-- Written problem --
Rewrite the part of the records that opens with the line containing "Look at the photo above. For every instance of the tall" and closes with the line containing "x=952, y=479", keeping every line and offsetting each coordinate in the answers by 39. Leave all other numbers unchanged.

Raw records
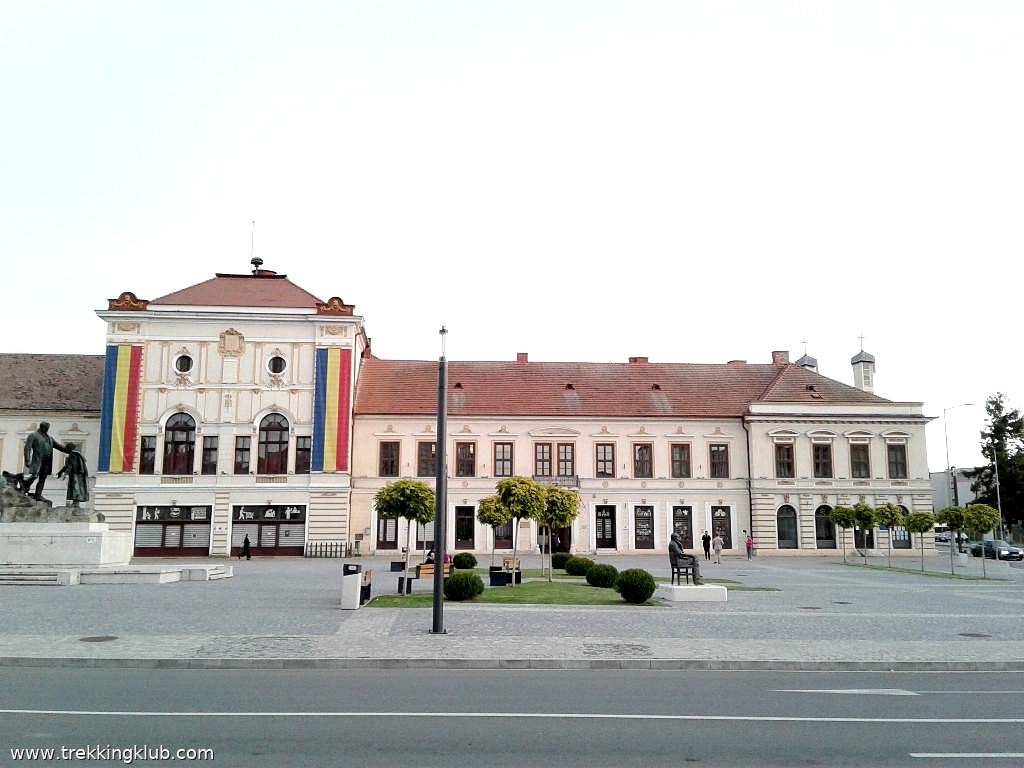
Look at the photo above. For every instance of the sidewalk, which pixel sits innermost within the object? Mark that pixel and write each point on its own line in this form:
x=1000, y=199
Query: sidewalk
x=284, y=613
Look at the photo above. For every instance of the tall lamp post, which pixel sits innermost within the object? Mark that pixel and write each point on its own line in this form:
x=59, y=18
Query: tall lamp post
x=952, y=479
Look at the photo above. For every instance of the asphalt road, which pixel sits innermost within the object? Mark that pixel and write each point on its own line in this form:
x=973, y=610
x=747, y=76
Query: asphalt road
x=466, y=718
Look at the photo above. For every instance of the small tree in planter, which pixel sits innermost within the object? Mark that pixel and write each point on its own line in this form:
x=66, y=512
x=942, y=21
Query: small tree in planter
x=410, y=499
x=560, y=508
x=864, y=517
x=889, y=515
x=953, y=517
x=524, y=499
x=979, y=519
x=492, y=512
x=844, y=518
x=920, y=523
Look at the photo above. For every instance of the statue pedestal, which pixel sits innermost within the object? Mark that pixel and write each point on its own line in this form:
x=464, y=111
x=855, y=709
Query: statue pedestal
x=66, y=544
x=713, y=593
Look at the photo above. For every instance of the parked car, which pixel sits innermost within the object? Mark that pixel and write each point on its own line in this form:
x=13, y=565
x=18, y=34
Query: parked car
x=997, y=548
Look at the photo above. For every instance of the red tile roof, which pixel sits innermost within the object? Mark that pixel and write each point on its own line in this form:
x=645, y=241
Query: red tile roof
x=632, y=390
x=266, y=289
x=51, y=382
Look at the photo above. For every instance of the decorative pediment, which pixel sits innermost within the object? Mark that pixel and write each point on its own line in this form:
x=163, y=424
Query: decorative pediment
x=334, y=305
x=554, y=432
x=127, y=302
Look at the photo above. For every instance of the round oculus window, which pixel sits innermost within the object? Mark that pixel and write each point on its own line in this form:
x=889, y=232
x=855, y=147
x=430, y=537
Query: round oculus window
x=182, y=364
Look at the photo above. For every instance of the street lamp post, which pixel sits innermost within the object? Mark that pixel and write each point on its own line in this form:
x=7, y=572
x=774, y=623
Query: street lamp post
x=949, y=474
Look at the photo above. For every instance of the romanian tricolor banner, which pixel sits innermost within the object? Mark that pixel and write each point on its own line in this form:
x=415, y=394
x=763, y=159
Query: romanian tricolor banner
x=332, y=410
x=119, y=419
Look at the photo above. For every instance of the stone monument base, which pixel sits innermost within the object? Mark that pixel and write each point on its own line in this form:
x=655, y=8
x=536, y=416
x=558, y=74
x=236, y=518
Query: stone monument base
x=67, y=544
x=714, y=593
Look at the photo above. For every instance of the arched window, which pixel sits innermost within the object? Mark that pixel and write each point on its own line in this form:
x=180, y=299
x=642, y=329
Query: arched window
x=899, y=536
x=786, y=523
x=272, y=458
x=179, y=444
x=824, y=528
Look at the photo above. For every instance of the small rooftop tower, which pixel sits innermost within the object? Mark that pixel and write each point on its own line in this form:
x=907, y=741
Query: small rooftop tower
x=863, y=371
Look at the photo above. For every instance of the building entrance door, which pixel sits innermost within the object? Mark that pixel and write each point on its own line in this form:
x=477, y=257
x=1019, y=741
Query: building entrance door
x=604, y=517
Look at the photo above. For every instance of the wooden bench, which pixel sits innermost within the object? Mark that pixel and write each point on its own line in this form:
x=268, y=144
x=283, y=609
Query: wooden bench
x=679, y=572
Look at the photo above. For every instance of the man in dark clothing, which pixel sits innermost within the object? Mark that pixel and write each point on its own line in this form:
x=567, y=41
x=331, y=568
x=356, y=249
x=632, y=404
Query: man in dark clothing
x=39, y=459
x=678, y=556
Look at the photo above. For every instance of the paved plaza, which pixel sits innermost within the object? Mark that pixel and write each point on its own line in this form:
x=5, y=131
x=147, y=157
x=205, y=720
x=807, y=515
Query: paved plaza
x=285, y=612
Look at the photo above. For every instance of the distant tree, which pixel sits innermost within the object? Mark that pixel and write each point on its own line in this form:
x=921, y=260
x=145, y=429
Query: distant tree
x=412, y=500
x=1003, y=445
x=844, y=518
x=560, y=508
x=492, y=512
x=863, y=515
x=953, y=518
x=891, y=516
x=979, y=519
x=920, y=523
x=524, y=499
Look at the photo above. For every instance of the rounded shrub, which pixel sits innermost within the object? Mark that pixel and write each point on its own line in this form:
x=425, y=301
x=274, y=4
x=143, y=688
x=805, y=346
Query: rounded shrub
x=578, y=565
x=602, y=574
x=464, y=561
x=558, y=559
x=463, y=586
x=635, y=585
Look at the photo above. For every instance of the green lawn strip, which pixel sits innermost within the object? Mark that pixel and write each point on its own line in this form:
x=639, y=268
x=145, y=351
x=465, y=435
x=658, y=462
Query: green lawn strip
x=919, y=571
x=529, y=593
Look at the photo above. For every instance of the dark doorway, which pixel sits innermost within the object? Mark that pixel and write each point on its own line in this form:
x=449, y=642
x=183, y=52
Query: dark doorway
x=721, y=524
x=604, y=515
x=682, y=523
x=465, y=525
x=643, y=526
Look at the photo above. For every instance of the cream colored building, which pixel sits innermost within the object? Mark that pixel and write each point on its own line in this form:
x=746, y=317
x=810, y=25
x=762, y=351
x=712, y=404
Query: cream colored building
x=246, y=406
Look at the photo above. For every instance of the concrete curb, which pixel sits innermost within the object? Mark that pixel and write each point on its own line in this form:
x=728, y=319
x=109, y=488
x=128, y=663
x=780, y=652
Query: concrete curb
x=699, y=665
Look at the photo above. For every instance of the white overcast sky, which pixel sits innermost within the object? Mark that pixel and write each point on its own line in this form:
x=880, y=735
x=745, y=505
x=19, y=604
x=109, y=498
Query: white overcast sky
x=691, y=181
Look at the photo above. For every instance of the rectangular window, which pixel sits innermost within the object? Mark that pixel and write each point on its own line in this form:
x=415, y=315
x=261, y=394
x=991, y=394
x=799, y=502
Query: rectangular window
x=210, y=456
x=643, y=460
x=147, y=455
x=242, y=452
x=389, y=459
x=605, y=455
x=897, y=461
x=822, y=460
x=542, y=460
x=719, y=460
x=303, y=455
x=680, y=460
x=566, y=459
x=465, y=460
x=860, y=463
x=503, y=460
x=426, y=459
x=783, y=461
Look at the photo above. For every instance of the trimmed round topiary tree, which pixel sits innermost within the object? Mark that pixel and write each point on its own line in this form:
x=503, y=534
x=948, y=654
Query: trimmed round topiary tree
x=578, y=565
x=635, y=585
x=602, y=574
x=559, y=559
x=464, y=586
x=464, y=561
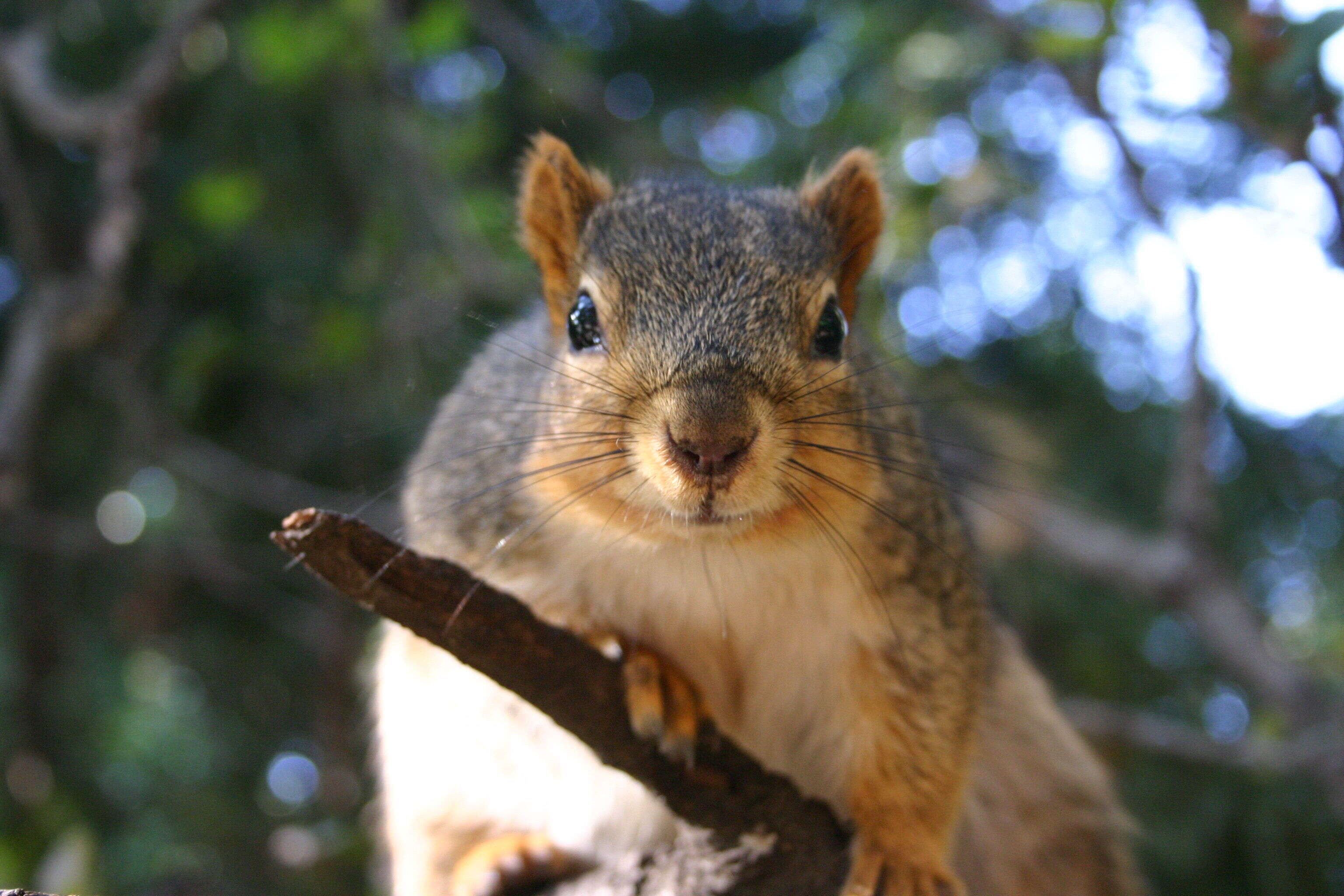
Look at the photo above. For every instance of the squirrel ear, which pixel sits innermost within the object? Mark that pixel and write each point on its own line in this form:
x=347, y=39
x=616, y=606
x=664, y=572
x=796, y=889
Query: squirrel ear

-- Task result --
Look at the photo above. For every instance of the tall lamp post, which pixel sits innermost within the object? Mark that pixel and write each point on its own line in this form:
x=59, y=18
Query: tall lamp post
x=991, y=518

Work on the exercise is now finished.